▸ **EXCERPTED TEXT**:

Work is going great. I love it. The days are long sometimes (I work 4 10-hour days) but overall I enjoy the job more than my radio career. I get along great with everyone and my lady friend is a very good friend. We talk a lot and have tons in common. No dating though...
I enjoy the photography too. I'm a newbie, but it is a lot of fun. I take pictures of wildlife....mostly zoo animals and birds and ducks that I see at the pond. The pond is about two miles from my place so it is real easy to get to.
I have thought of volunteering at a shelter, but the photography keeps me quite busy. Maybe someday. Knowing me though, I'd want to bring them all home. I'm currently feeding a homeless cat in my apartment complex. He's getting brave and now will come onto my patio. Haven't been able to get close enough to pet him yet.
Yes, I am waking up and I have come a long way. It is a very long road. I still wonder if I "went through something" myself just because of the way that I've changed. My boys will sometimes laugh at me and shake their heads. They know that I'm different too. I've heard that this experience changes people....boy, that's the truth.
Jack,
It is so nice seeing you here on the boards! You posted to me in the very beginning and handed me a few 2x4s. Thank you.
As for wisdom, I'm not going away...just won't be posting much on my thread since things have settled and there isn't much to report. I will check in from time to time and post to newbies when I can. There's just so many of them. I would have never believed that this MLC mess was so common.

▸ **DATASET ENTRIES**:
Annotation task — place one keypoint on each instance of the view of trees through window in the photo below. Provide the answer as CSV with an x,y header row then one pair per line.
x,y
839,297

* * *

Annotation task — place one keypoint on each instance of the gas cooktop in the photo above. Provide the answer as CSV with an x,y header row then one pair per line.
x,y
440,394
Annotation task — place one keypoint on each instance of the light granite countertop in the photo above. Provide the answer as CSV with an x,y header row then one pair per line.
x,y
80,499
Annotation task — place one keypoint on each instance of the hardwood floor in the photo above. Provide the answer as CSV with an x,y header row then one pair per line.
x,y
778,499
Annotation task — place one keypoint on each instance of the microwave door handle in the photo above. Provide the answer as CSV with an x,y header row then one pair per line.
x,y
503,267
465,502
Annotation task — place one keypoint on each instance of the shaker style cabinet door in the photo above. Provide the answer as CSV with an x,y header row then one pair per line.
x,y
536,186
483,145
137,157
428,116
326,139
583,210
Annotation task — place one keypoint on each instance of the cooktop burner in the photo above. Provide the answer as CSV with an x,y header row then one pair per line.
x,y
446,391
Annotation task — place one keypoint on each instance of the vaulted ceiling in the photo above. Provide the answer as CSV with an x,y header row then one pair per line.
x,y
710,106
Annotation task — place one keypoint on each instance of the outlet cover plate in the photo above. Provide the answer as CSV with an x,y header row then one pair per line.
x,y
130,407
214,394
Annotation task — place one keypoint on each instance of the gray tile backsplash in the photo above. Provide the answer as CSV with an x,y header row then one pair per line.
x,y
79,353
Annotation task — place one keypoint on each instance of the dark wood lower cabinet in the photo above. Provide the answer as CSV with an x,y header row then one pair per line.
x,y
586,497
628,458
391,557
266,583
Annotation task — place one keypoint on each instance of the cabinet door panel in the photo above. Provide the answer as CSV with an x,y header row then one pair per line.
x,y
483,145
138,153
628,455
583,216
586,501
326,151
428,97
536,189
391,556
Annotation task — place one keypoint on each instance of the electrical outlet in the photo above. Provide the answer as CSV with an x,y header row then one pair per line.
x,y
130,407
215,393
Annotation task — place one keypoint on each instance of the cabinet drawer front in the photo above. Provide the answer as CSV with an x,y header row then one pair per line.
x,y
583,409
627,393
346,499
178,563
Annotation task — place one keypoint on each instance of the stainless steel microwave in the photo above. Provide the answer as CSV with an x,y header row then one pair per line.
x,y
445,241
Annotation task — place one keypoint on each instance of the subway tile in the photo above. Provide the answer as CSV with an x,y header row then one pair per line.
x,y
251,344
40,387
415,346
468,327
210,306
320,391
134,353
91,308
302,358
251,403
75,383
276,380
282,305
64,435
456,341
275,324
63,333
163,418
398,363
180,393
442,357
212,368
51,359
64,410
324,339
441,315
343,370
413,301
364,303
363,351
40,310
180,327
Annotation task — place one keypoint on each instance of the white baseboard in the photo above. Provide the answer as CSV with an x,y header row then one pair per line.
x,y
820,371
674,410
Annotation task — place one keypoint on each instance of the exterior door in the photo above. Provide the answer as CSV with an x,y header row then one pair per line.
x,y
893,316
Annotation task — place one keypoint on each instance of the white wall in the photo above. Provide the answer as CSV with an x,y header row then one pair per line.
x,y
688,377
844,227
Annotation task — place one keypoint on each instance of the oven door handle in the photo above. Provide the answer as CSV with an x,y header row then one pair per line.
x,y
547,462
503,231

* * *

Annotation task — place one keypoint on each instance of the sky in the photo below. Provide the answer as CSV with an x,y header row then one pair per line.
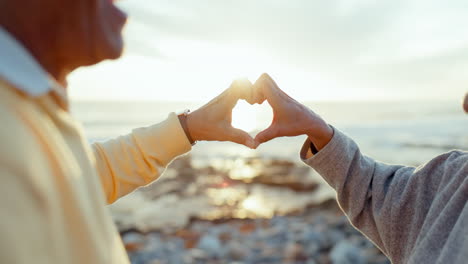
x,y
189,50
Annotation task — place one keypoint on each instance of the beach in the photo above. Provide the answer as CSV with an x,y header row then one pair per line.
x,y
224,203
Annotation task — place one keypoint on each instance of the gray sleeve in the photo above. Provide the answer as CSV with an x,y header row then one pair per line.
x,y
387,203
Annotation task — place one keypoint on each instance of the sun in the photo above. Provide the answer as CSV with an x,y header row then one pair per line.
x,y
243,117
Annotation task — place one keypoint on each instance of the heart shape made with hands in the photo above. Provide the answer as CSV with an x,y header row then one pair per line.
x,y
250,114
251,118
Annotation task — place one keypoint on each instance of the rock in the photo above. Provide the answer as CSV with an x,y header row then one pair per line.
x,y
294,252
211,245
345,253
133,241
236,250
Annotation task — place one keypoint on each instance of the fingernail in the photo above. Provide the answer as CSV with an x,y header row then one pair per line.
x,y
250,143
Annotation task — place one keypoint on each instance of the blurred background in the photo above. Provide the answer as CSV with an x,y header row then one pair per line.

▸ **THE TASKS**:
1. Condense the paragraph of the forum post that begins "I have thought of volunteering at a shelter" into a shorter version that keeps its main facts.
2. According to the forum post, how far is the pond from the writer's place?

▸ **TASK ANSWERS**:
1. The writer has considered volunteering at a shelter but is kept busy by photography, and would probably want to take every animal home. For now, the writer feeds a homeless cat at the apartment complex. The cat now comes onto the patio but won't yet come close enough to be petted.

2. About two miles.